• TRAVAIL À FAIRE:
(A) Répondez d'après l'extrait sur la merlette confinée :
(i) Où le nid a-t-il été découvert ?
(ii) Combien d'œufs le nid contenait-il ?
(iii) Quel journal a évoqué la naissance des petits ?
(B) Recopiez l'extrait sur la merlette confinée depuis « Au fil des jours, nous » jusqu'à « J’apportais ma contribution. », ces deux passages compris.

• EXTRAIT DU TEXTE:
Sous la plume de Jeanne

Sous la plume de Jeanne

Lolita Chocolat

C’était un printemps. Un printemps pas comme les autres. Avril 2020. Alors que depuis plusieurs jours, nous étions astreints à un confinement sans précédent, que les principes mêmes de liberté chers à toute démocratie n’existaient plus guère que sur les frontons de quelques mairies, voici qu’un de mes « amis » sur Facebook eut la rafraichissante idée de publier une information qui apporta un vent de douceur en ces temps mouvementés.

 

Dans son jardin, caché au creux d’un arbre, il avait découvert un nid à l’intérieur duquel se trouvaient quatre œufs. Où était la maman ? Il eut cette idée géniale d’installer une petite caméra. Assez loin du nid pour ne pas ennuyer la maman. Assez près pour filmer « ma vie confinée dans un nid ». Le lendemain, il posta une première vidéo. Maman merlette couvait, tranquillement, sereinement. "Mais où est donc le père ?" s'étonnaient déjà les premiers commentaires.

 

Au fil des jours, nous étions de plus en plus nombreux à suivre la saga de la merlette. Puis les choses sérieuses arrivèrent. Ces petits, comment allait-on les appeler ? Cet « ami » eut la bonne idée de demander à ses « followers » de lui suggérer quelques prénoms.

 

- Merlu, Merluchon…

- Oh ! Ce ne sont pas des poissons !!

 

J’apportais ma contribution.

 

- Lulu Castagnette. Lolita Chocolat.

 

Enfin, nous assistâmes à ces miracles de la vie qui nous laissent sans voix (contrairement aux nouveau-nés…) et émus jusqu’aux larmes. Quatre oisillons qui n’avaient pas la moindre chapelure sur le jambonneau (dit autrement, chauves) avaient craqué leur coquille et déjà, s’égosillaient à qui mieux-mieux. Notre petite merlette était devenue maman. Une ribambelle de commentaires se succéda pour saluer l’événement. Chaque jour, notre « ami » publiait une nouvelle vidéo. Chaque jour, nous découvrions « nos » oisillons prendre de plus en plus d’assurance, de coffre vocal aussi. Si drôle de constater que, si petits déjà, certains, de toute évidence plus audacieux et téméraires, piquaient déjà la vedette (voire le casse-croûte) aux autres. Et oui, même entre frères et sœurs…

 

Quelques jours plus tard, la naissance des quatre petits fit une « presque une » du quotidien local et accessoirement un joli buzz. Quelle ne fut pas ma joie de lire que l’un des quatre oisillons avait été prénommé Lolita Chocolat. Yes ! J’envoyai alors un message à cet « ami », le remerciant pour avoir accepté l’une de mes propositions, ajoutant, bien-sûr, que je souhaitais être la marraine de Lolita Chocolat.

 

- Ok. Mais il faudra penser aux dragées.

- Pour qui ?

• ENTRÉES FOURNIES:
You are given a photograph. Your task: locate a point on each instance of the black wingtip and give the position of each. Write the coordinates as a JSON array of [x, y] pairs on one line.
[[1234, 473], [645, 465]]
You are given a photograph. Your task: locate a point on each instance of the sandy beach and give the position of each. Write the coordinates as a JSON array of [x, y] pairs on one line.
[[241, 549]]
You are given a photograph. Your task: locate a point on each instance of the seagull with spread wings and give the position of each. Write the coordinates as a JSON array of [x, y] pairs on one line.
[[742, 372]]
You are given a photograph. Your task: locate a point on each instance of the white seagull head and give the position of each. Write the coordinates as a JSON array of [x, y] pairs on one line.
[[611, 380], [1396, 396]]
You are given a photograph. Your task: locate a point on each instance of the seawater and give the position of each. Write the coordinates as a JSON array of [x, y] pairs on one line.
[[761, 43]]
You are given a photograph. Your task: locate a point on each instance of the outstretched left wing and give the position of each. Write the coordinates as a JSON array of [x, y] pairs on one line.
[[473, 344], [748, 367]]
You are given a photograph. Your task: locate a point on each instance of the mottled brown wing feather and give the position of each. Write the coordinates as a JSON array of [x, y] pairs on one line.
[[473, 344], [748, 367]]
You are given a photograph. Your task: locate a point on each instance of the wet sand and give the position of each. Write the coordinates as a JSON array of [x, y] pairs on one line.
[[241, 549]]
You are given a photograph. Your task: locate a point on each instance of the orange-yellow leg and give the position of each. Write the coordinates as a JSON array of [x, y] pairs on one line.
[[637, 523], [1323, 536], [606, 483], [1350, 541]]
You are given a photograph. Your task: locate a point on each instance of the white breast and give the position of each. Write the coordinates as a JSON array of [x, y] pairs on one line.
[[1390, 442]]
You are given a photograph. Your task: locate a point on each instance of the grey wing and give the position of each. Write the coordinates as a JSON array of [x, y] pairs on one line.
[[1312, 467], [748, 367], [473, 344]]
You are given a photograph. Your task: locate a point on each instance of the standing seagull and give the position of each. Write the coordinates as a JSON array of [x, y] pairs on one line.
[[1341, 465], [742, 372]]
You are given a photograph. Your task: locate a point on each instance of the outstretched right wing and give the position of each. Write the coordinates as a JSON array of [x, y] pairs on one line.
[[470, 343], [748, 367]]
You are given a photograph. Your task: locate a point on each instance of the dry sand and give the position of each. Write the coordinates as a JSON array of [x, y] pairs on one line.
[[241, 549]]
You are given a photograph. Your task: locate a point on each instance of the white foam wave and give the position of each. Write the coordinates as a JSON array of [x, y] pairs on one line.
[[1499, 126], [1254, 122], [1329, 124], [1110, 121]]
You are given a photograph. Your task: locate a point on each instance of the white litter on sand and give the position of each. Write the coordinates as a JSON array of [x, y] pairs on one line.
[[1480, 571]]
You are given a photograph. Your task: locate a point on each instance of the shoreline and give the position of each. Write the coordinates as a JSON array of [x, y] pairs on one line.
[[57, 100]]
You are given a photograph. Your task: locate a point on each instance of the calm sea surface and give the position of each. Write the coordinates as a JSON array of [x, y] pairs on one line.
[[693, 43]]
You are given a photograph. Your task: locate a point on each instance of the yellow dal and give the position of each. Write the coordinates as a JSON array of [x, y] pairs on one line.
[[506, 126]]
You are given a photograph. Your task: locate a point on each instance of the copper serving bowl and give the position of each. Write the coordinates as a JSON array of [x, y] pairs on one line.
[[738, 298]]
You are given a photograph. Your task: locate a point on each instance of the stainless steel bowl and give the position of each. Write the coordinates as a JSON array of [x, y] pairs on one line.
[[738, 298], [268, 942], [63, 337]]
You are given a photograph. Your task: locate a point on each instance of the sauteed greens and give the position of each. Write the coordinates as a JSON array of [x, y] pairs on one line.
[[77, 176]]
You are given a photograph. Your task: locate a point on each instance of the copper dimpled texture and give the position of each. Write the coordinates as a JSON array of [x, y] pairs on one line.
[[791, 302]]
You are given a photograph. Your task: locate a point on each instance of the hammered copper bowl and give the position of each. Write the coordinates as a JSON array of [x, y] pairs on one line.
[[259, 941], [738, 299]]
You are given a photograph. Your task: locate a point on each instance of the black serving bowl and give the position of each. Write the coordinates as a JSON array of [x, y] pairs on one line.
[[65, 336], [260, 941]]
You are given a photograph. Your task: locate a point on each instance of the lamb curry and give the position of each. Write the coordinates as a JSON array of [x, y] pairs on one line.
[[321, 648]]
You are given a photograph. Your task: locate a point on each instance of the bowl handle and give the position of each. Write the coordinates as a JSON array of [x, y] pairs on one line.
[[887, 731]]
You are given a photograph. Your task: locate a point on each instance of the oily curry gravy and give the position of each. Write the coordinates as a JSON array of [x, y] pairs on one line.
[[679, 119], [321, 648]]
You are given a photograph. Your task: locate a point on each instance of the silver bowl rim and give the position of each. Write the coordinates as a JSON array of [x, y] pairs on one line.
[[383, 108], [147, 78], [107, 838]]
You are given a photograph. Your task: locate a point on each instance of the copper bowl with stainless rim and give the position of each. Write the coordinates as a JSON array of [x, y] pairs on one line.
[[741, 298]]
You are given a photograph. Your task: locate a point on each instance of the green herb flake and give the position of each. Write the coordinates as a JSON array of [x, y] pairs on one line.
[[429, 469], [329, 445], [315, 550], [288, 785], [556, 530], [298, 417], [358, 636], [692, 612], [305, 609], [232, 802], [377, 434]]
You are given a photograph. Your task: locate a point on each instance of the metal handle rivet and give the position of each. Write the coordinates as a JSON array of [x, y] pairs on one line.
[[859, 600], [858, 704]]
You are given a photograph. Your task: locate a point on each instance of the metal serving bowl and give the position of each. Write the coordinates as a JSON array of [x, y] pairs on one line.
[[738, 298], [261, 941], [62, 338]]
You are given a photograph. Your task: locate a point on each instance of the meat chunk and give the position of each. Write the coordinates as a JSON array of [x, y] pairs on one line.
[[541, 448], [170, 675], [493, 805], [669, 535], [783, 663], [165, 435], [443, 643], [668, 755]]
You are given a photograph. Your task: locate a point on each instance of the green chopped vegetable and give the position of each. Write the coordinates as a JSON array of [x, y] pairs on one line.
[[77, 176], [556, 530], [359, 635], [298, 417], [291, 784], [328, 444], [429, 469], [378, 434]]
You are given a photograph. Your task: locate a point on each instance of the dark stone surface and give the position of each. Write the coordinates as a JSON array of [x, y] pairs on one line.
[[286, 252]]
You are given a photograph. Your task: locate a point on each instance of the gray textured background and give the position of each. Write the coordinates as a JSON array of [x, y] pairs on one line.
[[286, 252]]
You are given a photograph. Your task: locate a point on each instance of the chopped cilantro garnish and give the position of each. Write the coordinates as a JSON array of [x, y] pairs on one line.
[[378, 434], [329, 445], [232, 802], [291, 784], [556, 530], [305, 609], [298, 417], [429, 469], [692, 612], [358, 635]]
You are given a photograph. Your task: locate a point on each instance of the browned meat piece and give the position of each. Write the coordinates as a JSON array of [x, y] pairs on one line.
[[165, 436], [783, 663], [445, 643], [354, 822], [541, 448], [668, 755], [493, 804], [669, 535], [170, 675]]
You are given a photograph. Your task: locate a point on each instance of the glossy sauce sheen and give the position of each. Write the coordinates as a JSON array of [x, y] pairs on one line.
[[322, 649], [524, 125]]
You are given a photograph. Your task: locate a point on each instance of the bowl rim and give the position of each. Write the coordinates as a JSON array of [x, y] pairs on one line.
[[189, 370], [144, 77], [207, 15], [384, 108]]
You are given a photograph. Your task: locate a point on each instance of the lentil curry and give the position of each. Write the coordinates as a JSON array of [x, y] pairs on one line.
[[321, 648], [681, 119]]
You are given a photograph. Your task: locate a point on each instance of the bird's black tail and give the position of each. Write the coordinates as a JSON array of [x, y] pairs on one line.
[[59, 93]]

• CORRIGÉ:
(A)
(i) Dans le jardin de l'« ami », caché au creux d'un arbre.
(ii) Quatre œufs.
(iii) Le quotidien local.

(B)
Au fil des jours, nous étions de plus en plus nombreux à suivre la saga de la merlette. Puis les choses sérieuses arrivèrent. Ces petits, comment allait-on les appeler ? Cet « ami » eut la bonne idée de demander à ses « followers » de lui suggérer quelques prénoms.

 

- Merlu, Merluchon…

- Oh ! Ce ne sont pas des poissons !!

 

J’apportais ma contribution.